Le « PQ nouveau »

La démarche d’André Boisclair a de quoi inquiéter les souverainistes.

Chronique de Patrice Boileau

André Boisclair persiste et signe. Le chef du Parti québécois a en effet déclaré qu’il restait bien en selle à la tête de sa formation. L’homme compte proposer sous peu aux membres du parti des changements majeurs au sein du programme péquiste. Il a ajouté que c’est au travers de ces offres que son leadership sera jugé.
La démarche d’André Boisclair a de quoi inquiéter les souverainistes. Affaibli par des résultats électoraux catastrophiques, le dirigeant du Parti québécois n’est pas en position « d’agir seul » comme il semble vouloir le faire, dans son projet de remodeler le programme politique du PQ. Son refus de vouloir tenir un congrès rapidement aggrave la crise de confiance dont il est l’objet. Ne pas vouloir rencontrer ses militants laisse perplexe puisque le chef péquiste a pourtant affirmé « que le vrai courage, c’est de s’engager dans une discussion … »
Les péquistes qui réclament rapidement un congrès ont raison. Un scrutin peut survenir dans la prochaine année puisque Jean Charest dirige un gouvernement minoritaire. Le Parti québécois doit donc « être prêt » à offrir aux Québécois quelque chose de différent. L’exécutif national du Parti québécois serait en conséquence bien mal avisé de décider de maintenir sa décision d’avancer la tenue d’un congrès national pour l’automne 2008.
L’épreuve de force qui se dessine entre l’État-major péquiste et sa base militante semble délibérée. Les ténors du Parti québécois se comportent de manière à provoquer le départ des forces vives de la formation. Ceux que les médias fédéralistes ont déjà identifiés comme une poignée de « purs et durs », représentent en réalité des indépendantistes dévoués qui bouillonnent d’idées constructives. Ils ont été muselés plus souvent qu’autrement par les apparatchiks du PQ qui obéissent curieusement aux règles du jeu fixées pas la classe journalistique fédéraliste. Il est plus que temps de mettre un terme à cette douteuse alliance qui a empêché le Parti québécois de se renouveler réellement.
Le virage auquel nous convient André Boisclair et sa garde rapprochée n’en sera donc pas un qui a comme cible la souveraineté. C’est d’ailleurs un discours d’affirmation nationale que nous livre présentement le dirigeant péquiste depuis la déconfiture du 26 mars. Un rapprochement avec l’Action démocratique et sa « démarche autonomiste » pourrait même être scellée. La bande à Mario Dumont ne forme pourtant pas le gouvernement. De plus, l’ADQ est plutôt froide à l’idée de s’associer avec le PQ, flairant l’astuce visant à précipiter l’avènement d’une impasse constitutionnelle avec Ottawa, un Meech II, afin de raviver la flamme souverainiste.
Le chef du Parti québécois doit plutôt poser des gestes qui ramèneront les souverainistes adéquistes au bercail. Un discours franchement indépendantiste, non pas référendiste, pourrait donner des résultats. Voter contre le budget libéral qui prévoit de transformer les « millions d’Ottawa » en baisses d’impôt, pourrait faire tomber le gouvernement, si l’opposition adéquiste tient parole. Voilà qui mobiliserait soudainement les troupes souverainistes vers un objectif indépendantiste imminent, à des années-lumières des calendes grecques que paraît vouloir viser André Boisclair.

Défi » Recopiez s'il vous plaît la chronique sur le Parti québécois depuis « L’épreuve de force » jusqu'à « se renouveler réellement. », en renommant « apparatchiks » en « cadres ».

Matériel fourni »
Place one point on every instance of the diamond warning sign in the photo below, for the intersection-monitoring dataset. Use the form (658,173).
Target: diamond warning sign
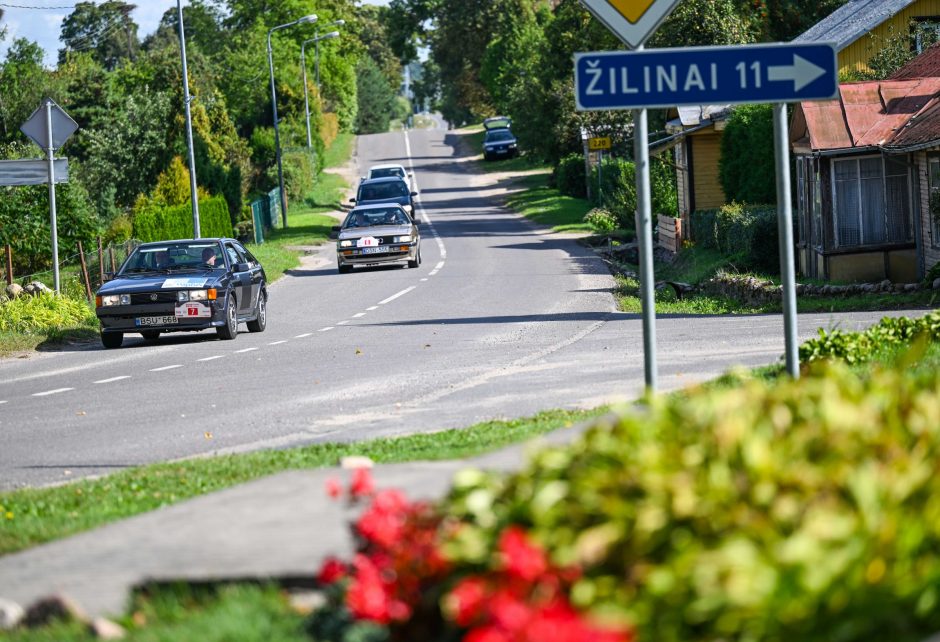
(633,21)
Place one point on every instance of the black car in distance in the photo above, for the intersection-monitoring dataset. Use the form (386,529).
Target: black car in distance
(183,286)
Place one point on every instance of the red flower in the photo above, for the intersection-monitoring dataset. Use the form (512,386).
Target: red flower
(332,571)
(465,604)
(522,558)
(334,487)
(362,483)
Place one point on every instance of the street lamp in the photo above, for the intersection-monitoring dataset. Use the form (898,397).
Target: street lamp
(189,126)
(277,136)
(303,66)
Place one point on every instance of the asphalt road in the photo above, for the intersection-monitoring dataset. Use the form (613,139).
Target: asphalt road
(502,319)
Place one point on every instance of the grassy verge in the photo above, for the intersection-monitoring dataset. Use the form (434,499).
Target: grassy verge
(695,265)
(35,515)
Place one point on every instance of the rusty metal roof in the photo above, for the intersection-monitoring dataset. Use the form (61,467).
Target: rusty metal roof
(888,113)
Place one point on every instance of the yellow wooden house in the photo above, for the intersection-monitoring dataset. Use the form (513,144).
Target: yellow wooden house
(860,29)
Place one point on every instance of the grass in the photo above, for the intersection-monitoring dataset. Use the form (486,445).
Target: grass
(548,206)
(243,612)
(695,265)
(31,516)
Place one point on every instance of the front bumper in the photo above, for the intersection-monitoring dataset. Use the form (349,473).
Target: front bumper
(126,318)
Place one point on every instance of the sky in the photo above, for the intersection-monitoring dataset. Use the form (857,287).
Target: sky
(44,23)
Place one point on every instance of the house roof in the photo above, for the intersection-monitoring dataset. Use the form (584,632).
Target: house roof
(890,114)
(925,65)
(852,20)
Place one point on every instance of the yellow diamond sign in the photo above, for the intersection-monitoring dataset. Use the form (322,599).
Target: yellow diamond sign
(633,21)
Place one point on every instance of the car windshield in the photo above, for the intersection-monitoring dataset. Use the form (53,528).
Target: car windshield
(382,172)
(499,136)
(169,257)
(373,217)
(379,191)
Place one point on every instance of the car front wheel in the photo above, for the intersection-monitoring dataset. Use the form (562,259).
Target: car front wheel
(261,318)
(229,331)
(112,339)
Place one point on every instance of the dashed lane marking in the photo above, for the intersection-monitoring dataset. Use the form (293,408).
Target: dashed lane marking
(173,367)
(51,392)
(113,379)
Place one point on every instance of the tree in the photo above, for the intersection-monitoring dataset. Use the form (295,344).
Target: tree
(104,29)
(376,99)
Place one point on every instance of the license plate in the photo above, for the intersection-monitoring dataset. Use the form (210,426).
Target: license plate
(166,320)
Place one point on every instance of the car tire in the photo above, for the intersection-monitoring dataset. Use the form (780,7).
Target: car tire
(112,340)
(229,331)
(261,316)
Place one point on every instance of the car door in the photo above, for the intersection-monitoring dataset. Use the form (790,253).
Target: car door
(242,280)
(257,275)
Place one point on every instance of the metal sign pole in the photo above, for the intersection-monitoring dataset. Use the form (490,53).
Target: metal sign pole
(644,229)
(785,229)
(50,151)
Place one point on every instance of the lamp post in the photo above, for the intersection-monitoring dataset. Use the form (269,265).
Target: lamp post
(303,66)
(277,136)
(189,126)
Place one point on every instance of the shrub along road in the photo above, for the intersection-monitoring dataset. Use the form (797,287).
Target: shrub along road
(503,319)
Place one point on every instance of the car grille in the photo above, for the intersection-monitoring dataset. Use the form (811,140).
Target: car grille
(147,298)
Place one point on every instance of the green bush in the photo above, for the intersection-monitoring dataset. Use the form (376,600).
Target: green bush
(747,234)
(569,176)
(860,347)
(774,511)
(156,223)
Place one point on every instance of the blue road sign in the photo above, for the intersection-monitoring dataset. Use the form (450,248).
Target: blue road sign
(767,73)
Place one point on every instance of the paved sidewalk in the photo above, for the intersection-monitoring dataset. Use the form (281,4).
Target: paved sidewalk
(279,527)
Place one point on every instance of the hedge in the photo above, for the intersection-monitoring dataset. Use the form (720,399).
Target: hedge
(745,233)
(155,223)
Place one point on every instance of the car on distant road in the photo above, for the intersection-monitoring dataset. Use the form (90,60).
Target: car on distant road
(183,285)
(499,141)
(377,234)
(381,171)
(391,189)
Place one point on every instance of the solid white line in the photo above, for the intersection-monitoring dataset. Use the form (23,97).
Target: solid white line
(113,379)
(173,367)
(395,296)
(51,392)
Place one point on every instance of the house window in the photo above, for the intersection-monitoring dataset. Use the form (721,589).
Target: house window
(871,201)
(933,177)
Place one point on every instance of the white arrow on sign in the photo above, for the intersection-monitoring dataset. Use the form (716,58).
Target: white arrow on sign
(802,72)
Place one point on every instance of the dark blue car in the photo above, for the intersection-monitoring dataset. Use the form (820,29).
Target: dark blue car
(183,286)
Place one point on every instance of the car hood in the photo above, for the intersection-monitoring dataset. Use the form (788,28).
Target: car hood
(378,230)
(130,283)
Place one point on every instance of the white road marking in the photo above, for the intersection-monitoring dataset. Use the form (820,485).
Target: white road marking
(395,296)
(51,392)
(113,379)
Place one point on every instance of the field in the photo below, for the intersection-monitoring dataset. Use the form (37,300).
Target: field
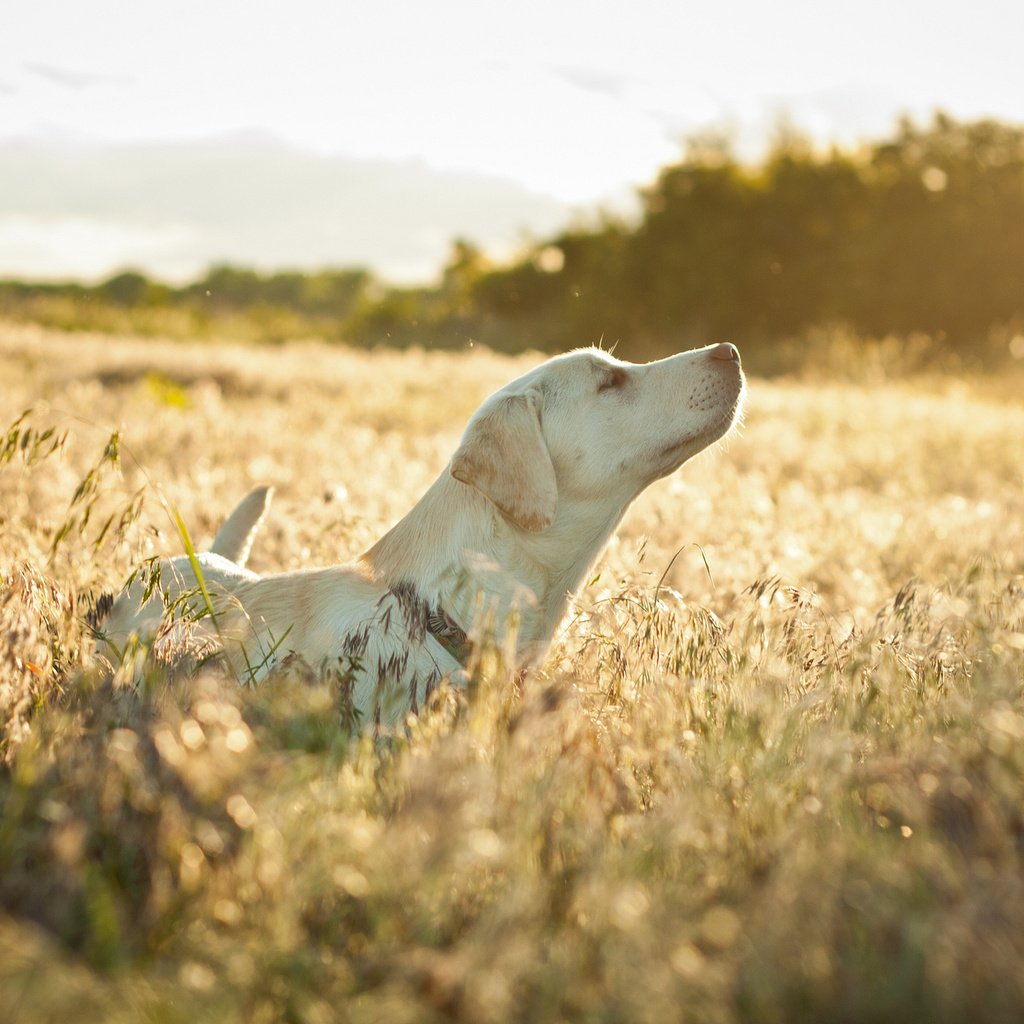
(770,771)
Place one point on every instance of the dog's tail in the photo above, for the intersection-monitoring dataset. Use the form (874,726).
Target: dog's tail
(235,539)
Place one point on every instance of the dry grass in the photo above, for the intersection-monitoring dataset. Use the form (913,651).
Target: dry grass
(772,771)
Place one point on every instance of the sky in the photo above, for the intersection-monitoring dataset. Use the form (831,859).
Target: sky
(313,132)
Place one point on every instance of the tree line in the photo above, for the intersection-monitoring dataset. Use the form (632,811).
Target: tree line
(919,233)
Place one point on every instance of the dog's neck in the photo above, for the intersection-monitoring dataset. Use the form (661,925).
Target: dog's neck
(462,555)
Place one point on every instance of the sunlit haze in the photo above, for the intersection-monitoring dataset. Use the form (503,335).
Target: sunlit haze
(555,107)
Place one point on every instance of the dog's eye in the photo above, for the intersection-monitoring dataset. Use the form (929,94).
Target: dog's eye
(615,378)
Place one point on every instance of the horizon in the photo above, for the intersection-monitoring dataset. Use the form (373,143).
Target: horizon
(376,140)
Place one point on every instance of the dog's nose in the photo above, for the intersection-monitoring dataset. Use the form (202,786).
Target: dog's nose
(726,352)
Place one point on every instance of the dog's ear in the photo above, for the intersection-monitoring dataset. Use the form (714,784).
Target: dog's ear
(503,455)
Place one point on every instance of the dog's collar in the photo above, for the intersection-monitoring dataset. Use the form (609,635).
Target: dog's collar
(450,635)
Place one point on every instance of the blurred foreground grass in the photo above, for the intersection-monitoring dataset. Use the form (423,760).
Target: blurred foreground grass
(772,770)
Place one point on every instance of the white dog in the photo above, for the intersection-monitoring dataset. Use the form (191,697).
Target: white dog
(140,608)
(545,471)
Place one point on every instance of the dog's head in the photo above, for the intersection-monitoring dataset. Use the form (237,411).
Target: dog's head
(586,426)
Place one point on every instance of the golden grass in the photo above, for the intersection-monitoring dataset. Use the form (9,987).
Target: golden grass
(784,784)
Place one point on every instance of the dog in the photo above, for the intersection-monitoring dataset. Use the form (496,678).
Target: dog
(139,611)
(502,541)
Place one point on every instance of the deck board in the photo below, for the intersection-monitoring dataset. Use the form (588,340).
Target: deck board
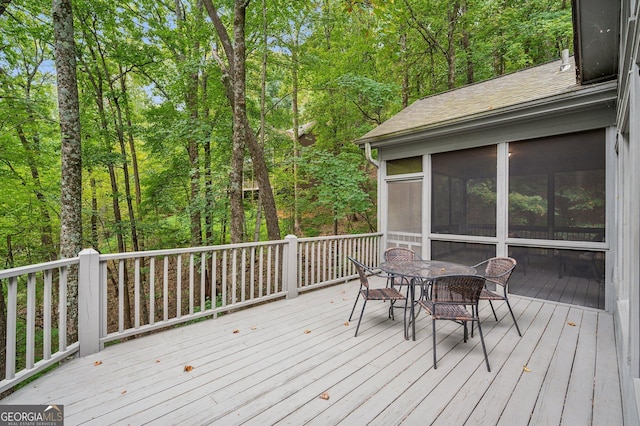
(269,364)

Résultat obtenu »
L’épreuve de force qui se dessine entre l’État-major péquiste et sa base militante semble délibérée. Les ténors du Parti québécois se comportent de manière à provoquer le départ des forces vives de la formation. Ceux que les médias fédéralistes ont déjà identifiés comme une poignée de « purs et durs », représentent en réalité des indépendantistes dévoués qui bouillonnent d’idées constructives. Ils ont été muselés plus souvent qu’autrement par les cadres du PQ qui obéissent curieusement aux règles du jeu fixées pas la classe journalistique fédéraliste. Il est plus que temps de mettre un terme à cette douteuse alliance qui a empêché le Parti québécois de se renouveler réellement.